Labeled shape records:
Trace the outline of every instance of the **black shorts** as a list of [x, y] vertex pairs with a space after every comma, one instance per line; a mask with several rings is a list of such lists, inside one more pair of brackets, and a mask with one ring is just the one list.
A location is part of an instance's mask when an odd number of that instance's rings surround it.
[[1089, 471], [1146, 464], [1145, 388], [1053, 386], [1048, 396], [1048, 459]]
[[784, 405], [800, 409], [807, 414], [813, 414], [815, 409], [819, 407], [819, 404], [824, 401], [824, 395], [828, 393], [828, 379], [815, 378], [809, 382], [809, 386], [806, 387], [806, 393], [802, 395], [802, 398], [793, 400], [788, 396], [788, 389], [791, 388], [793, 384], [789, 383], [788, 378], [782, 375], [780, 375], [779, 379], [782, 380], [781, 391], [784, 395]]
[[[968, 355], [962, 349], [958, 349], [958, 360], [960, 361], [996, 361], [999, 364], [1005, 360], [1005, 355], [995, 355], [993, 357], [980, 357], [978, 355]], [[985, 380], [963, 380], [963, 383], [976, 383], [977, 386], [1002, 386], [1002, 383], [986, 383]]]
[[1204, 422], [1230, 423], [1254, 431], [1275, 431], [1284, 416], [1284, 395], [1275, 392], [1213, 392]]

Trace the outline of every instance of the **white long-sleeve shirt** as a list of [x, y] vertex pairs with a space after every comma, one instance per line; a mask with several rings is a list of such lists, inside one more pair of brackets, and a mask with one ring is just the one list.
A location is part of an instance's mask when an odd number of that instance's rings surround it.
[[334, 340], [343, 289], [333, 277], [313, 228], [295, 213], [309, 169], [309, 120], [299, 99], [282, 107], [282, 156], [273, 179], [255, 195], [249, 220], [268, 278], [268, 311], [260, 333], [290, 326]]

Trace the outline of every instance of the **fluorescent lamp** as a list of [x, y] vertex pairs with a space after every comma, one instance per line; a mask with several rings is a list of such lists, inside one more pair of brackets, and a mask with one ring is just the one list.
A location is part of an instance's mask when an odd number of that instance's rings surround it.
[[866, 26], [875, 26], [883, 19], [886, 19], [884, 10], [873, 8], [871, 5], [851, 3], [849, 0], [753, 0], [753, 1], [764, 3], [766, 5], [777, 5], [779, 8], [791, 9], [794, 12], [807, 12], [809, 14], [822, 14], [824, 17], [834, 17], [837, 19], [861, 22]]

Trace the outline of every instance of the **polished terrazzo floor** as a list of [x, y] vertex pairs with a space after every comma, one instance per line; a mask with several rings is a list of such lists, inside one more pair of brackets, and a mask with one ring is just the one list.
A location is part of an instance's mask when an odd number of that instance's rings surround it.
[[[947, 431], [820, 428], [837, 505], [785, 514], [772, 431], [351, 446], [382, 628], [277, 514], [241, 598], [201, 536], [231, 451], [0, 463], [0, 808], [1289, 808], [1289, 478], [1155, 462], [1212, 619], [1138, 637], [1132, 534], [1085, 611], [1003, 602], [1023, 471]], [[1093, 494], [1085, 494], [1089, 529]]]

§ **Set task**:
Copy all of the items above line for line, without changing a single character.

§ **The response**:
Trace the outline of every instance of the **black shorts** as a list of [x, y] vertex pairs with a space after every comma, one instance per line; a mask with several rings is a list of such lists, inside one more pair of brackets, and a mask with one ring is just the one list.
A location is part of an instance's mask when an odd number of that instance's rings surround it.
[[1089, 471], [1146, 464], [1145, 388], [1053, 386], [1048, 396], [1048, 459]]
[[784, 405], [800, 409], [807, 414], [813, 414], [815, 409], [819, 407], [819, 404], [824, 401], [824, 395], [828, 393], [828, 379], [815, 378], [809, 382], [809, 386], [806, 387], [806, 393], [802, 395], [802, 398], [793, 400], [788, 396], [788, 389], [791, 388], [793, 384], [789, 383], [788, 378], [782, 375], [780, 375], [779, 379], [782, 380], [781, 391], [784, 395]]
[[[968, 355], [962, 349], [958, 349], [958, 360], [960, 361], [996, 361], [999, 364], [1005, 360], [1005, 355], [995, 355], [993, 357], [980, 357], [978, 355]], [[985, 380], [963, 380], [963, 383], [976, 383], [977, 386], [1002, 386], [1002, 383], [986, 383]]]
[[1204, 422], [1230, 423], [1254, 431], [1275, 431], [1284, 416], [1284, 395], [1275, 392], [1213, 392]]

Trace the outline of every instance of the **white long-sleeve shirt** as a list of [x, y] vertex pairs with a space after every comma, one instance per line; a mask with several rings is a list of such lists, inside one more pair of brackets, and a mask with one ring is just the one list.
A location is part of an instance's mask when an odd number of that instance's rings surround it.
[[334, 340], [343, 289], [333, 277], [313, 228], [295, 213], [309, 169], [309, 120], [299, 99], [282, 107], [282, 156], [273, 179], [255, 195], [249, 220], [268, 278], [268, 311], [260, 333], [290, 326]]

Trace the outline of every instance of the **fluorescent lamp** as a list of [x, y] vertex pairs with a space after every comma, one instance per line; a mask with several rings is a list of such lists, inside one more pair of brackets, and a mask with one ring is just the one list.
A location is part of an instance's mask when an odd number of that instance's rings surround it.
[[866, 26], [875, 26], [883, 19], [886, 19], [884, 10], [873, 8], [871, 5], [851, 3], [849, 0], [753, 0], [753, 1], [764, 3], [766, 5], [777, 5], [779, 8], [791, 9], [794, 12], [807, 12], [809, 14], [822, 14], [824, 17], [834, 17], [837, 19], [861, 22]]

Trace the outline of every instance of the **polished terrazzo floor** as a list of [x, y] vertex pairs with a space after every comma, one instance per line; a mask with several rings is a list of such lists, inside one more pair of brackets, and a mask with one ring is just the one list.
A location is part of an instance's mask when an odd number of that instance's rings surround it.
[[[947, 431], [820, 428], [837, 505], [785, 514], [772, 431], [351, 446], [382, 628], [277, 514], [241, 598], [201, 536], [231, 451], [0, 463], [0, 808], [1289, 808], [1289, 478], [1155, 462], [1212, 619], [1138, 637], [1132, 534], [1085, 611], [1003, 602], [1023, 471]], [[1093, 494], [1085, 494], [1089, 529]]]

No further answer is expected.